-- WHAT THE TASK REQUIRES --
Take each line below that has "fruit" and copy it.

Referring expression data
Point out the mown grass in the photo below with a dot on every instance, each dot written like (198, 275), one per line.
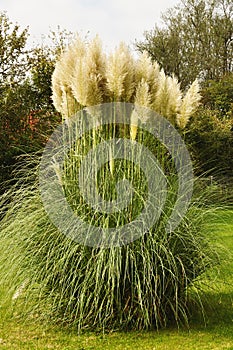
(216, 333)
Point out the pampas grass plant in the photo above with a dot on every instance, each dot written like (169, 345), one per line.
(143, 284)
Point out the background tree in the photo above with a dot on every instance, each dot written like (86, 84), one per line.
(195, 41)
(26, 111)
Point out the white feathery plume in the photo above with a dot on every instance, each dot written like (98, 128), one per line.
(189, 104)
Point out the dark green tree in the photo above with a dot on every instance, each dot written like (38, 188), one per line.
(196, 40)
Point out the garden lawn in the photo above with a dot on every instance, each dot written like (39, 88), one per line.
(216, 334)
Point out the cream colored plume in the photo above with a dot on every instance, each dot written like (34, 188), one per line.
(120, 74)
(189, 105)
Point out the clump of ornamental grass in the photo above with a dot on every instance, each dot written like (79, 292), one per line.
(139, 285)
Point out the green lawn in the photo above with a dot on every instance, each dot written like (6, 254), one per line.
(216, 334)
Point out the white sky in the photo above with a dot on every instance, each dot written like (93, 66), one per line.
(113, 20)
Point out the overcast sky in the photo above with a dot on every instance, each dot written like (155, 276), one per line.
(113, 20)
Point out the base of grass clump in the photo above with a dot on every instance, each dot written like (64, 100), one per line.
(142, 285)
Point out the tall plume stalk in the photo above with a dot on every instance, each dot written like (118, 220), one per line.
(84, 76)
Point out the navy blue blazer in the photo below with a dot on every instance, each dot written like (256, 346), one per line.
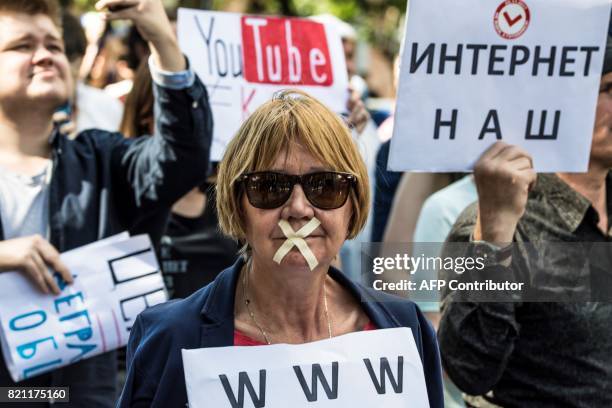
(155, 376)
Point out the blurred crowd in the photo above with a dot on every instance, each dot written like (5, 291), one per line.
(110, 64)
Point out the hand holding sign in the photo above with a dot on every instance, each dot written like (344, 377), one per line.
(153, 24)
(503, 175)
(33, 256)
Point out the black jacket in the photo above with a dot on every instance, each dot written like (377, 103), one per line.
(103, 184)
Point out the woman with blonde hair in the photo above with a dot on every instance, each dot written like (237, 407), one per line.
(292, 168)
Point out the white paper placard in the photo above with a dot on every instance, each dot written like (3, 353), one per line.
(114, 280)
(377, 368)
(244, 59)
(473, 73)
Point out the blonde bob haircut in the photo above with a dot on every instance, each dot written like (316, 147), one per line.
(292, 116)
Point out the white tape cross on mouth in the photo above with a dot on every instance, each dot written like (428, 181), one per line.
(296, 238)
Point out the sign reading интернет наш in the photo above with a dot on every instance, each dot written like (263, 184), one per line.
(525, 72)
(531, 272)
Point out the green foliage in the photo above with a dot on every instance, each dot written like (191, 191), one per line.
(376, 21)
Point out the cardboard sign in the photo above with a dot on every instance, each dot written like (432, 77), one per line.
(114, 280)
(378, 368)
(243, 60)
(525, 72)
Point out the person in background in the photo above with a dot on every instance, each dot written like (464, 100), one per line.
(292, 161)
(57, 194)
(437, 217)
(545, 354)
(192, 250)
(90, 107)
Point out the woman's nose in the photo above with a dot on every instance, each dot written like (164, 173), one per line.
(42, 56)
(298, 205)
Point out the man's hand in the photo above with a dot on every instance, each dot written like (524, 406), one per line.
(151, 20)
(504, 175)
(358, 114)
(33, 256)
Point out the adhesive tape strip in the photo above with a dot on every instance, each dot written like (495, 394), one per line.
(296, 238)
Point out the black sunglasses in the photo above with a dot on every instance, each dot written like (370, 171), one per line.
(326, 190)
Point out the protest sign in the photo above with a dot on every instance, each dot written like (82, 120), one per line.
(244, 59)
(114, 280)
(378, 368)
(525, 72)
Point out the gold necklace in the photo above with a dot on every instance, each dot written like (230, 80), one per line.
(247, 303)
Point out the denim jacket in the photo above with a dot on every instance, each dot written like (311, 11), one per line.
(103, 184)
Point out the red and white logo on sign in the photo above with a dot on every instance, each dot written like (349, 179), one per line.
(511, 19)
(285, 51)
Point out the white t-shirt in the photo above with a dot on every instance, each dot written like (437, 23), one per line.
(437, 217)
(24, 203)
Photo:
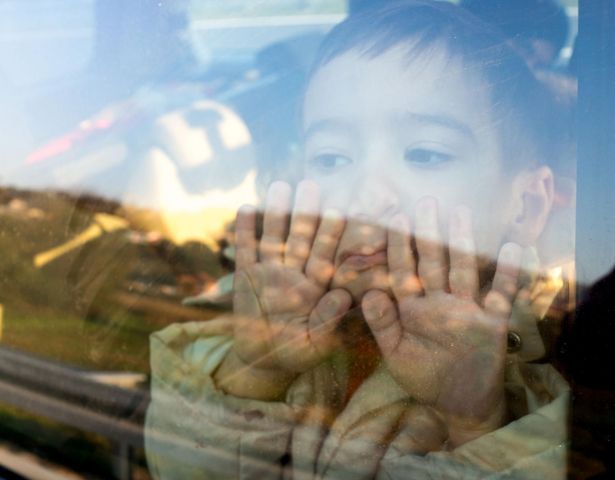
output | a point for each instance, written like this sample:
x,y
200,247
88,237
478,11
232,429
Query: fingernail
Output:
x,y
399,222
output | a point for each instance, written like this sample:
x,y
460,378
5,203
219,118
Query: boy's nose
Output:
x,y
374,198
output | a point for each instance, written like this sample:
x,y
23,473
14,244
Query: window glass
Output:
x,y
307,238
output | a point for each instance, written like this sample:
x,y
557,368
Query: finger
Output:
x,y
402,268
463,273
500,298
303,225
320,266
245,237
275,222
325,318
381,316
431,264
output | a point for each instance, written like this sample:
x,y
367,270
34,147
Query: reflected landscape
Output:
x,y
311,240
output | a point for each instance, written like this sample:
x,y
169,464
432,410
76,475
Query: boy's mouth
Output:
x,y
359,261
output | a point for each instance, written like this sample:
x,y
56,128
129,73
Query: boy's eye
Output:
x,y
426,157
329,161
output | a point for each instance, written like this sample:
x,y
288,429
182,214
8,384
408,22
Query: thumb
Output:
x,y
326,316
381,315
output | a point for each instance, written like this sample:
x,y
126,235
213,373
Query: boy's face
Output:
x,y
382,133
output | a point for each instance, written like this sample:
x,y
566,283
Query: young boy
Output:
x,y
369,331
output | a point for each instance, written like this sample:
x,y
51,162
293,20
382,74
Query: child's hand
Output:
x,y
284,317
443,346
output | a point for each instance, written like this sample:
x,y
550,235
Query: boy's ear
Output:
x,y
533,192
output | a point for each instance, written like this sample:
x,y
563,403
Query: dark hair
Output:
x,y
523,107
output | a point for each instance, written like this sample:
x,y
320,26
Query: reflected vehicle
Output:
x,y
119,212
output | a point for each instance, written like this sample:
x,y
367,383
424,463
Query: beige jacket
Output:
x,y
194,431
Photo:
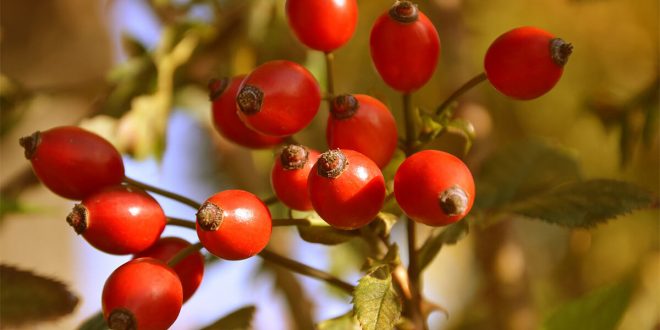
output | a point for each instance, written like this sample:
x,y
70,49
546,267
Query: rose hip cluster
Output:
x,y
263,109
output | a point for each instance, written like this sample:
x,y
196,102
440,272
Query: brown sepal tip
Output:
x,y
331,164
121,319
78,218
453,201
404,12
210,216
294,157
30,144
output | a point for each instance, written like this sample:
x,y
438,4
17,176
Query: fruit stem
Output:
x,y
270,200
303,269
329,67
184,254
291,222
165,193
181,223
476,80
413,269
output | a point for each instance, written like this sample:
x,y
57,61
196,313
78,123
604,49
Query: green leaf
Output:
x,y
448,236
325,235
584,204
94,322
522,169
376,304
239,319
27,298
601,309
342,322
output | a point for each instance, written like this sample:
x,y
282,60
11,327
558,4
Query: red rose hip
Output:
x,y
404,47
225,117
526,62
142,294
190,270
434,187
363,124
118,220
73,162
278,98
346,188
321,24
234,224
289,176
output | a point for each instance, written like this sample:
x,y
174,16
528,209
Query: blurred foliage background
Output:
x,y
75,62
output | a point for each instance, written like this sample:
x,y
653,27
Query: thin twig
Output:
x,y
165,193
306,270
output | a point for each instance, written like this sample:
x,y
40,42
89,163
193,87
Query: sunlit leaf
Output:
x,y
342,322
376,304
448,236
240,319
601,309
584,204
28,298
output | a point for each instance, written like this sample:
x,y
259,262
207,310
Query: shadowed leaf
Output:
x,y
325,235
584,204
27,298
376,304
601,309
240,319
448,236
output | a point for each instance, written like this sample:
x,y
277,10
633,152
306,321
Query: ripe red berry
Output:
x,y
234,224
278,98
118,220
141,294
225,117
434,187
364,124
347,188
190,270
404,47
526,62
289,176
320,24
73,162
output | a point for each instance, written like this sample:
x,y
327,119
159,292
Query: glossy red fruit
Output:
x,y
526,62
234,224
142,294
434,187
364,124
347,188
73,162
321,24
404,47
278,98
289,176
118,220
190,270
225,117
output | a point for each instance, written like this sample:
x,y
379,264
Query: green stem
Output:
x,y
184,253
181,223
409,117
413,269
165,193
329,67
476,80
303,269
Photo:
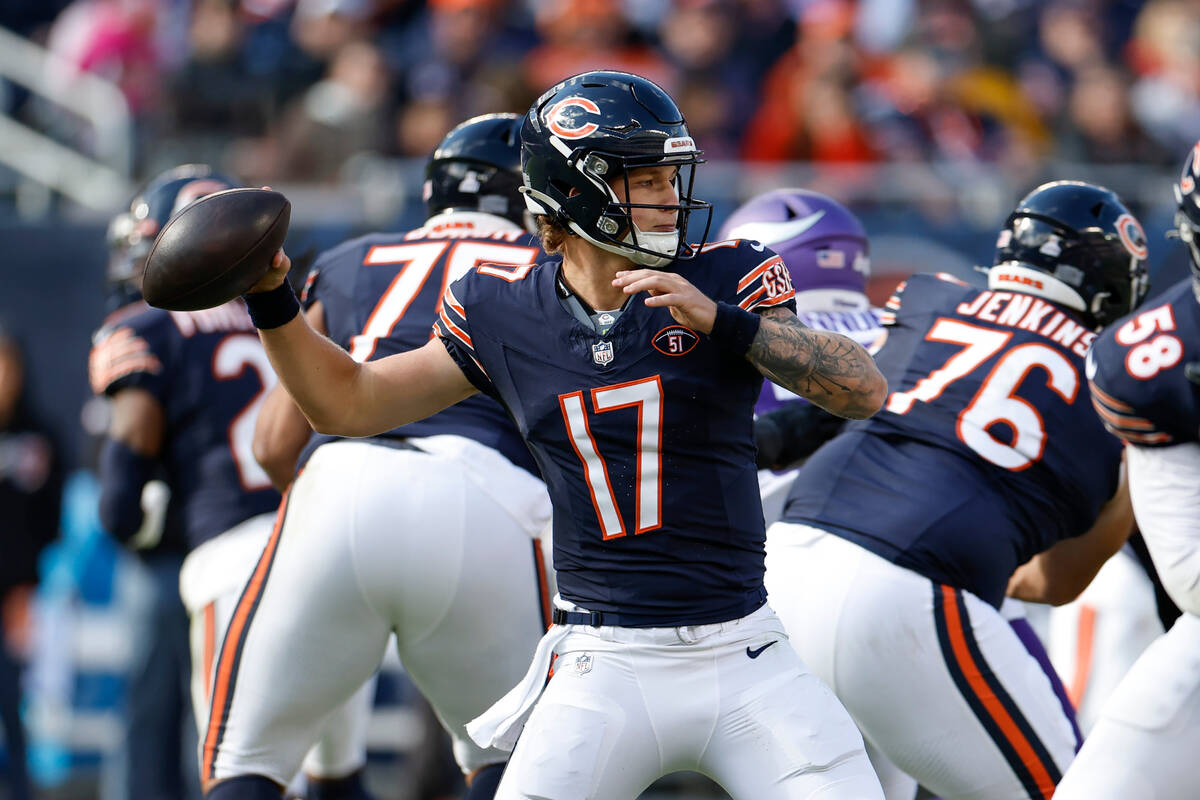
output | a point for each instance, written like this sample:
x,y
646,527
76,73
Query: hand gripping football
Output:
x,y
215,248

-- EXERCISE OUTPUT --
Query: fruit stem
Query: glossy red fruit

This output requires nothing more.